» **Provided data**
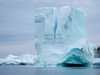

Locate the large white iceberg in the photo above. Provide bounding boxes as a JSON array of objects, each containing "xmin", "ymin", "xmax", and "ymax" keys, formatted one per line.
[{"xmin": 34, "ymin": 6, "xmax": 94, "ymax": 65}]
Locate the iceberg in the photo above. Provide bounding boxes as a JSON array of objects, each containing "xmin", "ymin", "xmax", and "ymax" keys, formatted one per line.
[
  {"xmin": 34, "ymin": 6, "xmax": 94, "ymax": 65},
  {"xmin": 0, "ymin": 54, "xmax": 37, "ymax": 65}
]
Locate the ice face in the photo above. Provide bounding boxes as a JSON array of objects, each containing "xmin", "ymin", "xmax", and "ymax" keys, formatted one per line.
[{"xmin": 34, "ymin": 6, "xmax": 94, "ymax": 64}]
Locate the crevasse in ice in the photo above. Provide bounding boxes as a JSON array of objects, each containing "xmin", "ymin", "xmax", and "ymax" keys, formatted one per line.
[{"xmin": 34, "ymin": 6, "xmax": 94, "ymax": 64}]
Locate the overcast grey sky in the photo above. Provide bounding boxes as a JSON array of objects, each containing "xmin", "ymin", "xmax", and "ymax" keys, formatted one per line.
[{"xmin": 0, "ymin": 0, "xmax": 100, "ymax": 58}]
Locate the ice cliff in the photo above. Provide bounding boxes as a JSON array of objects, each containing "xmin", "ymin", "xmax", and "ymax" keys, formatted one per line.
[{"xmin": 34, "ymin": 6, "xmax": 94, "ymax": 64}]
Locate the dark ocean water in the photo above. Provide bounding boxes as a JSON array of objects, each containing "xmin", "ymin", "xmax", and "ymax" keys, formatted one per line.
[{"xmin": 0, "ymin": 65, "xmax": 100, "ymax": 75}]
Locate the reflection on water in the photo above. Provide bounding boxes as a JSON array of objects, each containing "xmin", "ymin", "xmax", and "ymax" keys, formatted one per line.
[{"xmin": 0, "ymin": 65, "xmax": 100, "ymax": 75}]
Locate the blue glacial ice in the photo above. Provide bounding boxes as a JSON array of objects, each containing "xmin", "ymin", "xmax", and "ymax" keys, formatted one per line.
[{"xmin": 34, "ymin": 6, "xmax": 95, "ymax": 65}]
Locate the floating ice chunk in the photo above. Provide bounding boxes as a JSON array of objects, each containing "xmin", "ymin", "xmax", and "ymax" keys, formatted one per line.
[{"xmin": 0, "ymin": 54, "xmax": 37, "ymax": 65}]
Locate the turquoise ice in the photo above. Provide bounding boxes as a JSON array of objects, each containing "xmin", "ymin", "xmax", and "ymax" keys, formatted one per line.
[{"xmin": 34, "ymin": 6, "xmax": 94, "ymax": 65}]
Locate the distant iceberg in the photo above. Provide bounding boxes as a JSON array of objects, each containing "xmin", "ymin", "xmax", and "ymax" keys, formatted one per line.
[{"xmin": 0, "ymin": 54, "xmax": 37, "ymax": 65}]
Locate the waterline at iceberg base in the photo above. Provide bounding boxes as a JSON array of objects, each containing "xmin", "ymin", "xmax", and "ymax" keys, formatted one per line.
[
  {"xmin": 0, "ymin": 53, "xmax": 100, "ymax": 67},
  {"xmin": 0, "ymin": 6, "xmax": 99, "ymax": 67}
]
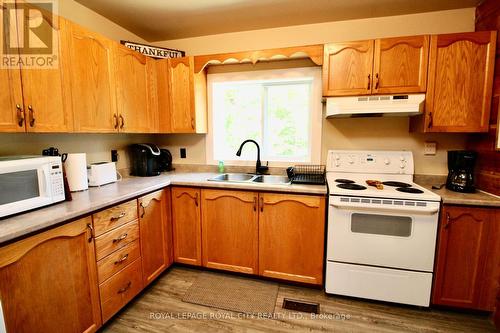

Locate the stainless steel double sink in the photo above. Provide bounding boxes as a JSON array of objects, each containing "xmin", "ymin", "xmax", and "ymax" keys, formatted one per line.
[{"xmin": 208, "ymin": 173, "xmax": 291, "ymax": 185}]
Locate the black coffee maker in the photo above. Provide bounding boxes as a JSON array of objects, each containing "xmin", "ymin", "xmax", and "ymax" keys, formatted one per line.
[
  {"xmin": 129, "ymin": 143, "xmax": 161, "ymax": 176},
  {"xmin": 446, "ymin": 150, "xmax": 477, "ymax": 193}
]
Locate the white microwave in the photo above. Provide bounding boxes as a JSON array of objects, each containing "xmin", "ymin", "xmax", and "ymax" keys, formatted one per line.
[{"xmin": 0, "ymin": 156, "xmax": 65, "ymax": 218}]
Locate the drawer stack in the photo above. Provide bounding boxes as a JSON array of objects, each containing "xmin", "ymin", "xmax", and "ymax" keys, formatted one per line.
[{"xmin": 92, "ymin": 200, "xmax": 143, "ymax": 322}]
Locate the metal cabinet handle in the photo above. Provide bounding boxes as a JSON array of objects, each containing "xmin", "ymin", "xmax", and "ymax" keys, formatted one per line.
[
  {"xmin": 112, "ymin": 233, "xmax": 128, "ymax": 243},
  {"xmin": 375, "ymin": 73, "xmax": 379, "ymax": 89},
  {"xmin": 110, "ymin": 212, "xmax": 126, "ymax": 221},
  {"xmin": 445, "ymin": 212, "xmax": 482, "ymax": 229},
  {"xmin": 253, "ymin": 197, "xmax": 257, "ymax": 211},
  {"xmin": 114, "ymin": 253, "xmax": 129, "ymax": 265},
  {"xmin": 140, "ymin": 202, "xmax": 146, "ymax": 218},
  {"xmin": 427, "ymin": 112, "xmax": 433, "ymax": 129},
  {"xmin": 16, "ymin": 104, "xmax": 24, "ymax": 127},
  {"xmin": 367, "ymin": 74, "xmax": 371, "ymax": 90},
  {"xmin": 28, "ymin": 105, "xmax": 35, "ymax": 127},
  {"xmin": 259, "ymin": 197, "xmax": 264, "ymax": 212},
  {"xmin": 117, "ymin": 281, "xmax": 132, "ymax": 294},
  {"xmin": 119, "ymin": 114, "xmax": 124, "ymax": 129},
  {"xmin": 191, "ymin": 119, "xmax": 195, "ymax": 130},
  {"xmin": 113, "ymin": 114, "xmax": 119, "ymax": 129},
  {"xmin": 87, "ymin": 223, "xmax": 94, "ymax": 243},
  {"xmin": 194, "ymin": 193, "xmax": 199, "ymax": 206}
]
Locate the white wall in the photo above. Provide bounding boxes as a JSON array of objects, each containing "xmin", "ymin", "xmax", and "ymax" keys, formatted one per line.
[{"xmin": 154, "ymin": 8, "xmax": 475, "ymax": 175}]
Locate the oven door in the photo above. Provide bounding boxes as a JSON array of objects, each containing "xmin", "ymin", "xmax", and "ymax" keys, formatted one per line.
[
  {"xmin": 327, "ymin": 196, "xmax": 439, "ymax": 272},
  {"xmin": 0, "ymin": 161, "xmax": 53, "ymax": 218}
]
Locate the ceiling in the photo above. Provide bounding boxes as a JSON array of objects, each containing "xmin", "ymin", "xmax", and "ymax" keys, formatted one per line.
[{"xmin": 75, "ymin": 0, "xmax": 479, "ymax": 42}]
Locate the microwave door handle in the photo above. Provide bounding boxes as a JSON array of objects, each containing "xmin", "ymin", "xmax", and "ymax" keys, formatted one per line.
[
  {"xmin": 39, "ymin": 167, "xmax": 49, "ymax": 197},
  {"xmin": 331, "ymin": 203, "xmax": 439, "ymax": 215}
]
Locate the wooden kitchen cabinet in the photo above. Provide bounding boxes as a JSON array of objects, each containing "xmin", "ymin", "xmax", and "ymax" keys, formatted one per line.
[
  {"xmin": 171, "ymin": 187, "xmax": 202, "ymax": 265},
  {"xmin": 201, "ymin": 189, "xmax": 259, "ymax": 274},
  {"xmin": 139, "ymin": 189, "xmax": 173, "ymax": 286},
  {"xmin": 411, "ymin": 31, "xmax": 496, "ymax": 133},
  {"xmin": 258, "ymin": 193, "xmax": 326, "ymax": 285},
  {"xmin": 372, "ymin": 35, "xmax": 429, "ymax": 94},
  {"xmin": 62, "ymin": 20, "xmax": 119, "ymax": 133},
  {"xmin": 114, "ymin": 43, "xmax": 158, "ymax": 133},
  {"xmin": 323, "ymin": 40, "xmax": 374, "ymax": 96},
  {"xmin": 0, "ymin": 68, "xmax": 24, "ymax": 132},
  {"xmin": 0, "ymin": 217, "xmax": 101, "ymax": 333},
  {"xmin": 167, "ymin": 56, "xmax": 207, "ymax": 133},
  {"xmin": 432, "ymin": 205, "xmax": 500, "ymax": 311},
  {"xmin": 156, "ymin": 58, "xmax": 172, "ymax": 132}
]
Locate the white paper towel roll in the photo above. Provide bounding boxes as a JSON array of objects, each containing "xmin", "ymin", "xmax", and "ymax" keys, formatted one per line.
[{"xmin": 65, "ymin": 153, "xmax": 88, "ymax": 192}]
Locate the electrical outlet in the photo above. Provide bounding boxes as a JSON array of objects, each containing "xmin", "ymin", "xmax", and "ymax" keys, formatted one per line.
[
  {"xmin": 424, "ymin": 142, "xmax": 437, "ymax": 155},
  {"xmin": 180, "ymin": 148, "xmax": 186, "ymax": 159},
  {"xmin": 111, "ymin": 150, "xmax": 118, "ymax": 162}
]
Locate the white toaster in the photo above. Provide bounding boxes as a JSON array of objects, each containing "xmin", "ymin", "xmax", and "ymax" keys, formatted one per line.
[{"xmin": 88, "ymin": 162, "xmax": 117, "ymax": 187}]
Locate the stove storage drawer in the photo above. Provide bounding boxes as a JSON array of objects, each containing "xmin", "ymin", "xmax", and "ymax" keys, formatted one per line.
[{"xmin": 326, "ymin": 261, "xmax": 433, "ymax": 306}]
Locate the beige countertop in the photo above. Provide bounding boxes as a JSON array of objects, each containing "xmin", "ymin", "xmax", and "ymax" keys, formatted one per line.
[
  {"xmin": 0, "ymin": 172, "xmax": 327, "ymax": 245},
  {"xmin": 414, "ymin": 175, "xmax": 500, "ymax": 207}
]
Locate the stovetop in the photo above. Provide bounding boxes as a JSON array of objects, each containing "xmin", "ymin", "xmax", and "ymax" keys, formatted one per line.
[{"xmin": 326, "ymin": 174, "xmax": 441, "ymax": 202}]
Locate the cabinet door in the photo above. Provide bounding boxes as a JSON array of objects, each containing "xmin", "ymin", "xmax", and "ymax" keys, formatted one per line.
[
  {"xmin": 169, "ymin": 57, "xmax": 196, "ymax": 133},
  {"xmin": 20, "ymin": 15, "xmax": 72, "ymax": 132},
  {"xmin": 114, "ymin": 45, "xmax": 157, "ymax": 133},
  {"xmin": 156, "ymin": 58, "xmax": 172, "ymax": 132},
  {"xmin": 259, "ymin": 193, "xmax": 325, "ymax": 285},
  {"xmin": 323, "ymin": 40, "xmax": 374, "ymax": 96},
  {"xmin": 424, "ymin": 31, "xmax": 496, "ymax": 132},
  {"xmin": 139, "ymin": 189, "xmax": 173, "ymax": 286},
  {"xmin": 63, "ymin": 21, "xmax": 118, "ymax": 133},
  {"xmin": 432, "ymin": 205, "xmax": 496, "ymax": 310},
  {"xmin": 0, "ymin": 217, "xmax": 101, "ymax": 333},
  {"xmin": 0, "ymin": 68, "xmax": 24, "ymax": 132},
  {"xmin": 171, "ymin": 187, "xmax": 202, "ymax": 265},
  {"xmin": 372, "ymin": 35, "xmax": 429, "ymax": 94},
  {"xmin": 201, "ymin": 189, "xmax": 258, "ymax": 274}
]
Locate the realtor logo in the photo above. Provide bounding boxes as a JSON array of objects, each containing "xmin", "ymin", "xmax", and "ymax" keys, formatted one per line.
[{"xmin": 1, "ymin": 0, "xmax": 58, "ymax": 68}]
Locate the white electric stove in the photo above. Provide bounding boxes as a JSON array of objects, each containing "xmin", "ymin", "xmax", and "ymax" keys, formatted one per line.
[{"xmin": 325, "ymin": 150, "xmax": 441, "ymax": 307}]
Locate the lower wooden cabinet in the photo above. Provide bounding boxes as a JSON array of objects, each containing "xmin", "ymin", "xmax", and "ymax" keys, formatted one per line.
[
  {"xmin": 201, "ymin": 189, "xmax": 259, "ymax": 274},
  {"xmin": 139, "ymin": 189, "xmax": 173, "ymax": 286},
  {"xmin": 259, "ymin": 193, "xmax": 326, "ymax": 285},
  {"xmin": 0, "ymin": 217, "xmax": 102, "ymax": 333},
  {"xmin": 432, "ymin": 205, "xmax": 500, "ymax": 311},
  {"xmin": 171, "ymin": 187, "xmax": 202, "ymax": 265}
]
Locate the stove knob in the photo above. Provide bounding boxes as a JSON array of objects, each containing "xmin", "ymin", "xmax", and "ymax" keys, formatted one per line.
[
  {"xmin": 400, "ymin": 156, "xmax": 406, "ymax": 162},
  {"xmin": 384, "ymin": 159, "xmax": 390, "ymax": 165},
  {"xmin": 335, "ymin": 161, "xmax": 340, "ymax": 167},
  {"xmin": 400, "ymin": 162, "xmax": 405, "ymax": 169}
]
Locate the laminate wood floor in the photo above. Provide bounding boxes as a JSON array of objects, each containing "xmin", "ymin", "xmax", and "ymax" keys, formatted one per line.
[{"xmin": 101, "ymin": 266, "xmax": 496, "ymax": 333}]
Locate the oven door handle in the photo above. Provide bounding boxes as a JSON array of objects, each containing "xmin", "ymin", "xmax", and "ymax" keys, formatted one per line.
[{"xmin": 330, "ymin": 203, "xmax": 439, "ymax": 215}]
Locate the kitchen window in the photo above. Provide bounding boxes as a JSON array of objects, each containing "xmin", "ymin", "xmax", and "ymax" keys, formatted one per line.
[{"xmin": 206, "ymin": 67, "xmax": 322, "ymax": 166}]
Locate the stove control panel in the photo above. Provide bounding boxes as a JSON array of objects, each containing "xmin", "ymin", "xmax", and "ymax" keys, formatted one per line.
[{"xmin": 326, "ymin": 150, "xmax": 414, "ymax": 175}]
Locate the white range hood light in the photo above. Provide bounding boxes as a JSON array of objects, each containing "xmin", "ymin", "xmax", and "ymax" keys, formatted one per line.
[{"xmin": 325, "ymin": 94, "xmax": 425, "ymax": 118}]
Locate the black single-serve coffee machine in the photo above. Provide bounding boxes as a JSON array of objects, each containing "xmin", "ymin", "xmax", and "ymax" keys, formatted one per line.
[{"xmin": 446, "ymin": 150, "xmax": 477, "ymax": 193}]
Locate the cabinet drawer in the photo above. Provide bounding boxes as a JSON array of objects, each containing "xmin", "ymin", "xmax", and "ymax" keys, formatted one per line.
[
  {"xmin": 100, "ymin": 258, "xmax": 143, "ymax": 323},
  {"xmin": 93, "ymin": 200, "xmax": 138, "ymax": 236},
  {"xmin": 95, "ymin": 220, "xmax": 139, "ymax": 260},
  {"xmin": 97, "ymin": 240, "xmax": 141, "ymax": 284}
]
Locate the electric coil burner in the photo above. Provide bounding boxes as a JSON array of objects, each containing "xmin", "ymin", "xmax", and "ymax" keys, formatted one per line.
[{"xmin": 325, "ymin": 150, "xmax": 441, "ymax": 307}]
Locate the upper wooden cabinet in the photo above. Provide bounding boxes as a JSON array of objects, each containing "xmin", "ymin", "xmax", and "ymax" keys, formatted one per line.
[
  {"xmin": 432, "ymin": 205, "xmax": 500, "ymax": 311},
  {"xmin": 156, "ymin": 58, "xmax": 172, "ymax": 132},
  {"xmin": 171, "ymin": 187, "xmax": 202, "ymax": 265},
  {"xmin": 165, "ymin": 56, "xmax": 207, "ymax": 133},
  {"xmin": 201, "ymin": 189, "xmax": 259, "ymax": 274},
  {"xmin": 139, "ymin": 189, "xmax": 173, "ymax": 286},
  {"xmin": 258, "ymin": 193, "xmax": 325, "ymax": 285},
  {"xmin": 411, "ymin": 31, "xmax": 496, "ymax": 132},
  {"xmin": 323, "ymin": 40, "xmax": 374, "ymax": 96},
  {"xmin": 114, "ymin": 44, "xmax": 158, "ymax": 133},
  {"xmin": 62, "ymin": 21, "xmax": 118, "ymax": 133},
  {"xmin": 372, "ymin": 35, "xmax": 429, "ymax": 94},
  {"xmin": 0, "ymin": 217, "xmax": 101, "ymax": 333},
  {"xmin": 323, "ymin": 36, "xmax": 430, "ymax": 96},
  {"xmin": 0, "ymin": 68, "xmax": 24, "ymax": 132}
]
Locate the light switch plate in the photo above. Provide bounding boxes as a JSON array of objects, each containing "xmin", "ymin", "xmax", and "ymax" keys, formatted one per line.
[{"xmin": 424, "ymin": 142, "xmax": 437, "ymax": 155}]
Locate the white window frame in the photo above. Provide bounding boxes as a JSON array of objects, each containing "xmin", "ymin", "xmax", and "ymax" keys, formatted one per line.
[{"xmin": 206, "ymin": 67, "xmax": 322, "ymax": 167}]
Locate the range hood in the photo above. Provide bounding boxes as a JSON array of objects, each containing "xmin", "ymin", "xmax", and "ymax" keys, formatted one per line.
[{"xmin": 325, "ymin": 94, "xmax": 425, "ymax": 118}]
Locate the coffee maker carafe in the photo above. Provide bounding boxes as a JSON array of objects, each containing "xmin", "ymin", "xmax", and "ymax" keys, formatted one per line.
[{"xmin": 446, "ymin": 150, "xmax": 477, "ymax": 193}]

» **Activity**
Give again, word for word, every line from the one holding "Locate the coffee" to the end of the data.

» **Solution for this problem**
Locate the coffee maker carafe in the photo above. Provide bounding boxes as a JSON array of objects, each containing "xmin", "ymin", "xmax", and "ymax" keys, formatted one per line.
[{"xmin": 446, "ymin": 150, "xmax": 477, "ymax": 193}]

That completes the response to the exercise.